# Information supplied:

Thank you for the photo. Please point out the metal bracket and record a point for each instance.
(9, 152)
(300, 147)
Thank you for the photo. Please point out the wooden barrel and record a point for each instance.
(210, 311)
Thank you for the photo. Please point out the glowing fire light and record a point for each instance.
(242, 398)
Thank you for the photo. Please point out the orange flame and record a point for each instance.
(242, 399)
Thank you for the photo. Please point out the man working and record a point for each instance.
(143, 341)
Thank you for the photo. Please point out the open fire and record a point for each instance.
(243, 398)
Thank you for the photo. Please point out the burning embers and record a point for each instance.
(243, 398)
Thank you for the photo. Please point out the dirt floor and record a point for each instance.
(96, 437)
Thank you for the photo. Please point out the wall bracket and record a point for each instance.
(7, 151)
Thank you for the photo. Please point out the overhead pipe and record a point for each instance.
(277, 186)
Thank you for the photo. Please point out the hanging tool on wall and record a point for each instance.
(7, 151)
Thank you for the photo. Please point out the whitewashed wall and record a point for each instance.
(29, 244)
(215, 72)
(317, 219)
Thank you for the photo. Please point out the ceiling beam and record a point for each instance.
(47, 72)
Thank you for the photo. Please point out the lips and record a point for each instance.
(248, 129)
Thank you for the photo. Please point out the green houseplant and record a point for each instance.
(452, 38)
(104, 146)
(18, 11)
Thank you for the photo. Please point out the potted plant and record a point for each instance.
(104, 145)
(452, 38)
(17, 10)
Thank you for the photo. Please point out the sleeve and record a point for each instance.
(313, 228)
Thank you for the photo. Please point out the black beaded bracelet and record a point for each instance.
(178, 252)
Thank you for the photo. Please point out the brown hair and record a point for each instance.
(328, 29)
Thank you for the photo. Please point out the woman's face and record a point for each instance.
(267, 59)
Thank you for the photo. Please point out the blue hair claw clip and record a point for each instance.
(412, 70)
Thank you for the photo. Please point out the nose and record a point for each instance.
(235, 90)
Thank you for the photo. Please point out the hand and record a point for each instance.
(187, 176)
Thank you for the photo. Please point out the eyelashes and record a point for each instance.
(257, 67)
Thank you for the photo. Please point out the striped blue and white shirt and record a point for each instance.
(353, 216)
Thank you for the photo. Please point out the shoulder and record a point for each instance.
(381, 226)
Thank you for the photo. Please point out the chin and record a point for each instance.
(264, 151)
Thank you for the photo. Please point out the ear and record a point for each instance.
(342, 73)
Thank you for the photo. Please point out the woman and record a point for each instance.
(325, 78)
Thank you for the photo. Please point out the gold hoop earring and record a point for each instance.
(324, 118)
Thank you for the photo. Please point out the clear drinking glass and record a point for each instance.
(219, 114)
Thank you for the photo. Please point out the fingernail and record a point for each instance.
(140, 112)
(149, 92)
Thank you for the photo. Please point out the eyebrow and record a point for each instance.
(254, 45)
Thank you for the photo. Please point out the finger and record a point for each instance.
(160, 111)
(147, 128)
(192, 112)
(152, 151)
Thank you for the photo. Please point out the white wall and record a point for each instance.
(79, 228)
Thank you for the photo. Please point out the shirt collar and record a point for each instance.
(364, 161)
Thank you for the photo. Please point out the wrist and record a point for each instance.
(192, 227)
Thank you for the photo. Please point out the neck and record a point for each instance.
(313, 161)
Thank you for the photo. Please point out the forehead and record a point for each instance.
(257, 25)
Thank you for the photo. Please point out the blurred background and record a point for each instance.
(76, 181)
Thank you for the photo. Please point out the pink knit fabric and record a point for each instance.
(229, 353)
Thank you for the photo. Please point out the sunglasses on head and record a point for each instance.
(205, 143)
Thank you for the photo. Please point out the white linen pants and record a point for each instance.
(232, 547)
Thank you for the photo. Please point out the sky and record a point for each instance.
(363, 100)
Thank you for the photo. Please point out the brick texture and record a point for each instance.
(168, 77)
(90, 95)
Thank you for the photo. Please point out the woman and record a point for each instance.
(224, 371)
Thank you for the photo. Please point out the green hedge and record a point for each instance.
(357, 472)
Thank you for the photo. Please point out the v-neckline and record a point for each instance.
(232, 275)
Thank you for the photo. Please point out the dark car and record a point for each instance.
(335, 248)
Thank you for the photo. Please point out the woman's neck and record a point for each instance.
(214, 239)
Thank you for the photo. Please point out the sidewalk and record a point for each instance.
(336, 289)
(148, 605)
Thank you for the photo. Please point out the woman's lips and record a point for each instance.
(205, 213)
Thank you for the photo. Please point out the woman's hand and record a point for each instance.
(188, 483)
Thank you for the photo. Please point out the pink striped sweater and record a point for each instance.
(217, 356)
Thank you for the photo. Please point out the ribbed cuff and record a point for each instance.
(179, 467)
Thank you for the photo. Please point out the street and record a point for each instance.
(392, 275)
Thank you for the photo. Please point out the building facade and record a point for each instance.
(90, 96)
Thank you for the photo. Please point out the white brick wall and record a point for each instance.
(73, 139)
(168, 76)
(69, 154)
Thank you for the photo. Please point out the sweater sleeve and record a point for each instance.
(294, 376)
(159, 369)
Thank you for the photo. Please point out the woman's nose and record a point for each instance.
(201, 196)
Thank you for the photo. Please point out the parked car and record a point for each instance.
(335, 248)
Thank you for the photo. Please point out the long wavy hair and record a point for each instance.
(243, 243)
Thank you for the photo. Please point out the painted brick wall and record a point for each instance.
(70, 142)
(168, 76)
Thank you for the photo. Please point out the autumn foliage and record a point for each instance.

# Problem to solve:
Copy out every one of the rows above word for word.

# Full solution:
Thank you for the photo. Please point out the metal bracket and record a point for each instance.
(9, 152)
(300, 147)
Thank you for the photo. Please point out the wooden barrel and record a point for each instance.
(210, 311)
Thank you for the photo. Please point out the glowing fire light and record a point for each instance.
(242, 398)
Thank you for the photo. Please point out the orange flame and record a point for each instance.
(242, 399)
Thank you for the photo. Please point out the man working and record a point for each instance.
(143, 341)
Thank you for the photo. Please point out the open fire and record a point for each instance.
(243, 398)
Thank you for the photo. Please point out the burning embers and record a point for each instance.
(243, 398)
Thank you for the photo. Please point out the dirt floor and record a point for each instance.
(96, 437)
Thank you for the photo. Please point out the wall bracket and record a point for each instance.
(7, 151)
Thank you for the photo. Please point out the overhead pipe and record a point for each instance.
(277, 186)
Thank you for the photo. Please point out the hanging tool on wall and record a point for each instance.
(7, 151)
Thank you for the photo. Please point out the whitewashed wall and record a point for each instance.
(29, 244)
(215, 72)
(317, 219)
Thank you for the photo. Please point out the ceiling beam and record a point for each instance.
(47, 72)
Thank you for the photo. Please point out the lips and record a point for each instance.
(248, 129)
Thank you for the photo. Please point out the green houseplant and record a point for each instance.
(452, 38)
(104, 146)
(18, 11)
Thank you for the photo. Please point out the potted plant and record a point for each instance.
(104, 145)
(452, 38)
(17, 10)
Thank you for the photo. Please point out the sleeve and record a point for each instance.
(313, 228)
Thank you for the photo. Please point out the black beaded bracelet and record a point for each instance.
(178, 252)
Thank you for the photo. Please point out the brown hair and record a point for each instance.
(328, 29)
Thank you for the photo. Please point out the woman's face and record a point for each instance.
(267, 59)
Thank you for the photo. Please point out the blue hair claw clip and record a point for each instance.
(412, 70)
Thank you for the photo. Please point out the nose and record a point for each instance.
(235, 90)
Thank you for the photo. Please point out the hand and record a point for each instance.
(187, 176)
Thank you for the photo. Please point out the eyelashes and record a point for each instance.
(257, 67)
Thank you for the photo. Please point out the striped blue and white shirt and record a point for each instance.
(353, 216)
Thank you for the photo. Please point out the shoulder and record a point for each instance.
(381, 226)
Thank you for the photo. Please point out the chin and record a point for each instance.
(264, 151)
Thank you for the photo. Please point out the ear and record a point for each instance.
(342, 73)
Thank you for the photo. Please point out the woman and record a point for each instance.
(325, 78)
Thank you for the photo. Please point out the gold hoop earring and record a point for each instance.
(324, 118)
Thank you for the photo. Please point out the clear drinking glass and record a point for each instance.
(219, 114)
Thank you for the photo. Please point out the fingernail and record a point for each instance.
(140, 112)
(149, 92)
Thank you for the photo. Please point out the eyebrow and record a point for each instance.
(254, 45)
Thank you for the photo. Please point out the finger and record a point for each instance.
(160, 111)
(147, 128)
(192, 112)
(152, 151)
Thank you for the photo. Please point out the white wall and record a point for each instance.
(79, 228)
Thank you for the photo. Please point out the shirt collar and record a point for each instance.
(364, 161)
Thank you for the photo. Please point out the wrist and record a point for each instance.
(192, 227)
Thank you for the photo. Please point out the neck and record a point for each instance.
(313, 161)
Thank you for the photo. Please point out the forehead and record a point for each instance.
(257, 25)
Thank you for the photo. Please point out the blurred background and record a point for each instance.
(76, 181)
Thank you for the photo. Please point out the pink knit fabric and record a point for each instance.
(229, 353)
Thank you for the photo. Please point out the sunglasses on head and record a point for each instance.
(205, 143)
Thank you for the photo. Please point out the white linen pants and record a point for each instance.
(232, 547)
Thank you for the photo. Please point out the sky and record a point for each instance.
(363, 100)
Thank you for the photo. Please point out the brick texture and record a point for each instance.
(168, 77)
(90, 95)
Thank you for the photo. Please point out the woman and record a point for each instance.
(224, 371)
Thank you for the photo. Please point out the green hedge and record a point for each instance.
(357, 472)
Thank you for the photo. Please point out the v-neckline and record a point for each instance.
(232, 275)
Thank you for the photo. Please point out the dark car and record a point for each instance.
(335, 248)
Thank you for the photo. Please point out the woman's neck and record a point for each instance.
(214, 239)
Thank you for the photo. Please point out the sidewalk and record a point for each instance.
(336, 289)
(148, 605)
Thank you for the photo. Please point out the woman's lips and record a point for each instance.
(205, 213)
Thank you for the photo. Please point out the woman's hand and record a point for each instance.
(188, 483)
Thank you for the photo. Please point out the pink striped sweater and record a point for each instance.
(217, 356)
Thank you for the photo. Please point out the ribbed cuff and record a point for each instance.
(179, 467)
Thank you for the photo. Please point out the street and record a point for each instance.
(392, 275)
Thank you for the photo. Please point out the building facade and record a point for each instance.
(90, 96)
Thank you for the photo. Please point out the white brick wall and record a point for each instance.
(73, 139)
(168, 76)
(69, 154)
Thank you for the photo. Please point out the sweater sleeve and record a point for each instance.
(294, 376)
(159, 369)
Thank you for the photo. Please point out the woman's nose and record a point for each instance.
(201, 196)
Thank you for the photo. Please point out the parked car and record a point for each instance.
(335, 248)
Thank you for the photo. Please point out the long wavy hair and record a point for each instance.
(243, 243)
Thank you for the photo. Please point out the painted brick wall and record a point for each instance.
(70, 142)
(168, 76)
Thank you for the photo. Please point out the autumn foliage and record a point for each instance.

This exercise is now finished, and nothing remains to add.